• EXERCÍCIO ESCRITO 1:
Reproduza fielmente todas as linhas da listagem, deixando as imagens fora da resposta.

• TRECHO FORNECIDO:
§ §
Além disso, como apontou Thompson (2011), a maioria das Redações ainda não assimilou o fato de que

um bom media software é necessariamente um media software em eterno desenvolvimento – e daí as

metodologias de desenvolvimento ágeis (como comentado na Introdução deste trabalho) terem caído

como uma luva nos processos de desenvolvimento de softwares. Já não se pode falar em um sistema

"bala de prata" (definitivo), robusto e eficiente pelos próximos dez anos, posto que o meio digital se

transforma a cada dia e exigirá inevitavelmente novas funcionalidades destes publicadores. E isso vale

para um CMS que parte de algum programa de código aberto, um publicador proprietário ou um

software de alfaiataria; e também vale para empresas de comunicação de pequeno, médio ou grande

porte.

Neste cenário, um investimento em desenvolvimento de software realizado pela empresa de

comunicação passa a ser necessário para estender, melhorar ou criar um novo CMS do zero. A

aproximação de programadores e jornalistas nesta fase de antenarração de dados, via software de mídia

publicador, determinará em grande medida o sucesso do sistema narrativo como um todo – uma vez

que jornalistas podem atuar neste desenvolvimento contínuo do programa sugerindo novos plugins e

features capazes de, lá na frente, gerarem novos e mais interessantes formatos narrativos. Sistemas

publicadores engessados geram narrativas engessadas e pouco atraentes.
§ §
• CONJUNTO DE DADOS:
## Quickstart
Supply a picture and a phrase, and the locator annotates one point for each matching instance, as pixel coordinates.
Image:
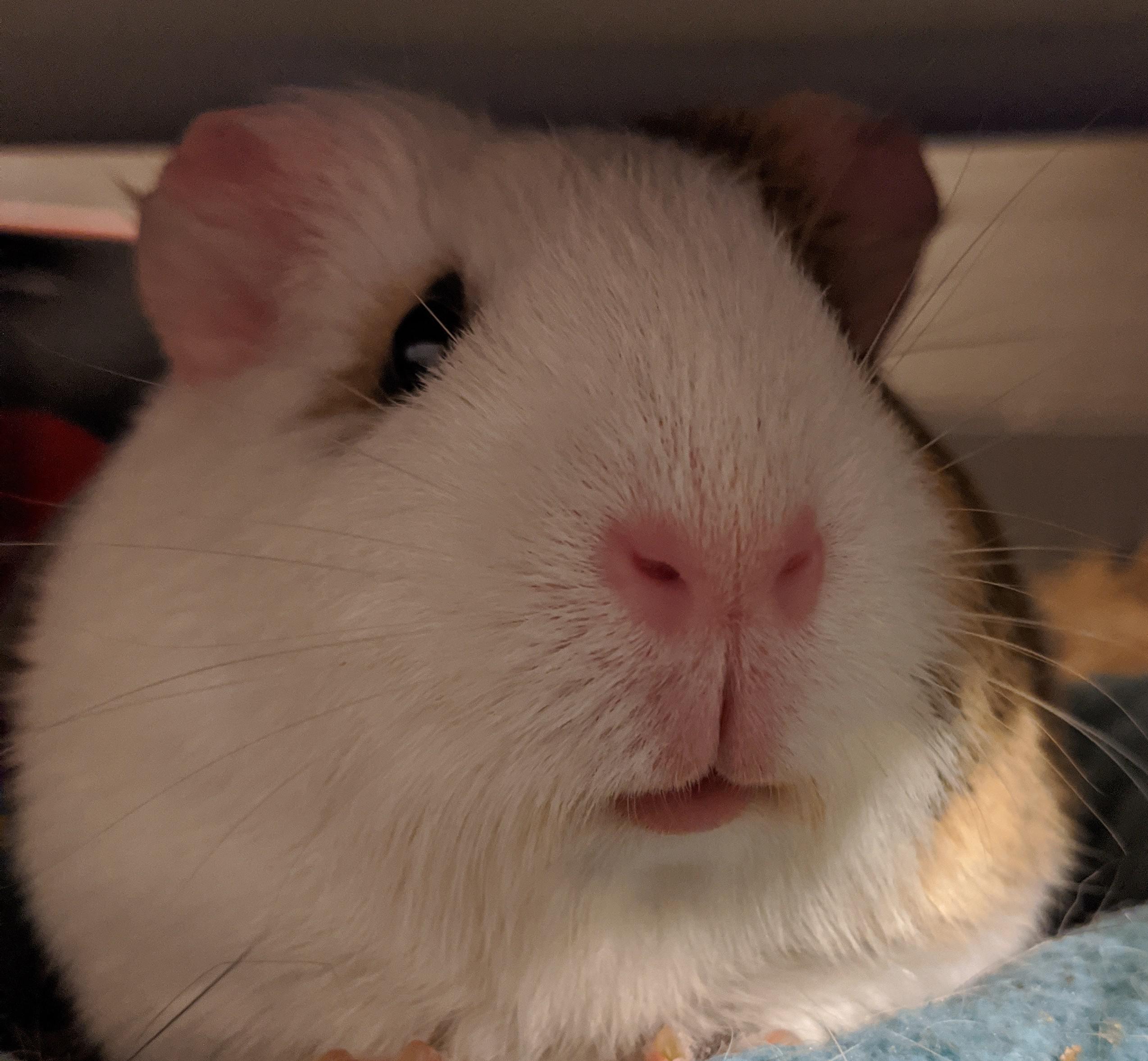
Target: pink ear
(873, 190)
(219, 232)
§ §
• EXERCÍCIO ESCRITO 2:
Enumere os tipos de sistema publicador para os quais, segundo o trecho fornecido, vale a exigência de desenvolvimento contínuo.

• RESPOSTA DA TAREFA 1:
## Quickstart
Supply a picture and a phrase, and the locator annotates one point for each matching instance, as pixel coordinates.
Image:
Target: pink ear
(873, 190)
(219, 232)

• RESPOSTA DA TAREFA 2:
- CMS que parte de algum programa de código aberto
- publicador proprietário
- software de alfaiataria